Pubblicato il 25/09/2020 12:49

Dalla sua fondazione nel 1960, la Popolare di Bari ha raccolto pensioni, stipendi e risparmi di migliaia di cittadini del Sud, 70mila per l’esattezza. Poi nel dicembre 2019, come è tristemente noto, la banca è stata commissariata ed è diventata parte lesa di un crack da 1,4 miliardi di euro. La banca è stata salvata, ma sono ancora in corso i processi penali e civili per accertare le responsabilità di Marco e Gianluca Jacobini, ex presidente ed ex condirettore, accusati di falso in bilancio e ostacolo alla vigilanza. Ma questo processo diventa l’emblema della fase disastrosa e disastrata che sta attraversando la Giustizia in Italia. A raccontare nel dettaglio cosa sta succedendo ci ha pensato Giulia Merlo sul neonato quotidiano Domani.

“A Bari svolgere processi è più difficile che nel resto d’Italia, perché la città pugliese è priva di un palazzo di giustizia stabile da due anni e mezzo. Nel 2018, l’edificio che ospitava gli uffici giudiziari è stato dichiarato inagibile e a rischio crollo e per questo è stato sottoposto a sequestro dalla stessa procura della repubblica che lavorava al suo interno. Dopo un periodo di emergenza in cui le udienze penali e il lavoro di cancelleria si svolgevano in tende della protezione civile allestite nel piazzale antistante, da quasi due anni le aule di giustizia sono state ricavate in edifici sparsi ovunque nei paesi di Modugno e Bitonto, nell’hinterland cittadino; nell’aula bunker di Trani e in un palazzo ex sede della Telecom”.

“La situazione è drammatica, è uno spezzatino in cui la giustizia viene esercitata in otto luoghi diversi e in edifici fatiscenti e non adatti”, ha detto il presidente dell’ordine degli avvocati di Bari. Giovanni Stefani, il quale ha aggiunto: “Operiamo in edifici non pensati per essere dei tribunali, in cui le aule d’udienza sono in realtà salette piccole e inadeguate, a maggior ragione ora che la pandemia ha imposto distanze e misure di sicurezza”. E così, per il processo alla Popolare di Bari, la carica dei 200 avvocati dei risparmiatori colpiti non trova posto. E il codice di procedura penale prevede che la costituzione debba essere fatta necessariamente in udienza, di persona dall’avvocato della parte civile.

* OBIETTIVO DEL COMPITO
Prosegui il testo sul processo alla Popolare di Bari, riprendendo subito dopo la sua ultima frase.

* DATI FORNITI
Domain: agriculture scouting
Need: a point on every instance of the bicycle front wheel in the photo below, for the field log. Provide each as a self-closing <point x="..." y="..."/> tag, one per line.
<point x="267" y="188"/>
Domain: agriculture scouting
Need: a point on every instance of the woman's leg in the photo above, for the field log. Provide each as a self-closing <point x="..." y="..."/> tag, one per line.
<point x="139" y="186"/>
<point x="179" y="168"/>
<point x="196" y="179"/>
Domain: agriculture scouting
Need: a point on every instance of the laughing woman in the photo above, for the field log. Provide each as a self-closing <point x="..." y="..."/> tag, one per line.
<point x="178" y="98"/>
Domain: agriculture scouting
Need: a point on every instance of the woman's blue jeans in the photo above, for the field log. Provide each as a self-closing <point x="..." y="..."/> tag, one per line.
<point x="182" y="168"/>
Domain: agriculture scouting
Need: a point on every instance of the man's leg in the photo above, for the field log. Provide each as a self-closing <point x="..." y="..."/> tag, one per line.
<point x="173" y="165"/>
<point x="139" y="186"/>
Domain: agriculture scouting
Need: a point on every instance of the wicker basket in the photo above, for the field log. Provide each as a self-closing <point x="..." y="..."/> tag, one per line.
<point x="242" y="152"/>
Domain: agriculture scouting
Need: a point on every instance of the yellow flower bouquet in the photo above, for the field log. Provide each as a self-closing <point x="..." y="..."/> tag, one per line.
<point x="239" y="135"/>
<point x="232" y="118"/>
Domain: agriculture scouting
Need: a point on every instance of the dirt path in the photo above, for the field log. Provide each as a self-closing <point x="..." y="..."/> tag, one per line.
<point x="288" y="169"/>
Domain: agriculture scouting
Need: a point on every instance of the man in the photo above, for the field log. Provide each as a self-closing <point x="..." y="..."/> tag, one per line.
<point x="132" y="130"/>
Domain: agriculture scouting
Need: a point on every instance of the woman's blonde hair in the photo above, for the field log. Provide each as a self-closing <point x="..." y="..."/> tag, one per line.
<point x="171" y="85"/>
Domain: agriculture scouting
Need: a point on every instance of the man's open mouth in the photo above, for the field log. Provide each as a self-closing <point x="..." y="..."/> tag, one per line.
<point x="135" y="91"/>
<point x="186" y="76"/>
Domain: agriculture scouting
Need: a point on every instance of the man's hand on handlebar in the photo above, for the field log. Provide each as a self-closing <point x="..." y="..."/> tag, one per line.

* RISPOSTA SCRITTA
“Nel caso della popBari – spiega Merlo – da oltre duecento avvocati che rappresentano i cinquecento azionisti che hanno deciso di costituirsi. La data fissata era quella del 16 luglio, ma il giudice è stato costretto a rinviarla a causa dell’assembramento fuori dall’aula”. E cosa accadrà quando si svolgeranno le udienze di discussione, in cui tutti dovranno essere messi nella condizione di assistere e intervenire in difesa dei loro assistiti? Condizione necessaria per non rinviare ulteriormente il processo fino a quando non si troverà un’aula idonea.

Questa è la condizione, dunque. Centinaia di cittadini lesi che non possono nemmeno vedere i loro diritti difesi in tribunale perché mancano le strutture. In Italia, nel 2020. Poco dopo il suo insediamento nel 2018, il ministro della Giustizia Alfonso Bonafede era andato personalmente a Bari a promettere di far uscire la giustizia dalle tende e di farsi carico del problema del tribunale. “Da quel momento le tende sono state smontate, ma i locali sono stati sparpagliati per la città e una soluzione stabile è ancora lontana”.

Il presidente dell’Associazione nazionale forense, Luigi Ransini, è regolarmente presente ai tavoli del ministero della Giustizia: “Carta canta e per ora non ci sono in-formazioni dettagliate. Siamo fermi al protocollo, altro non risulta”.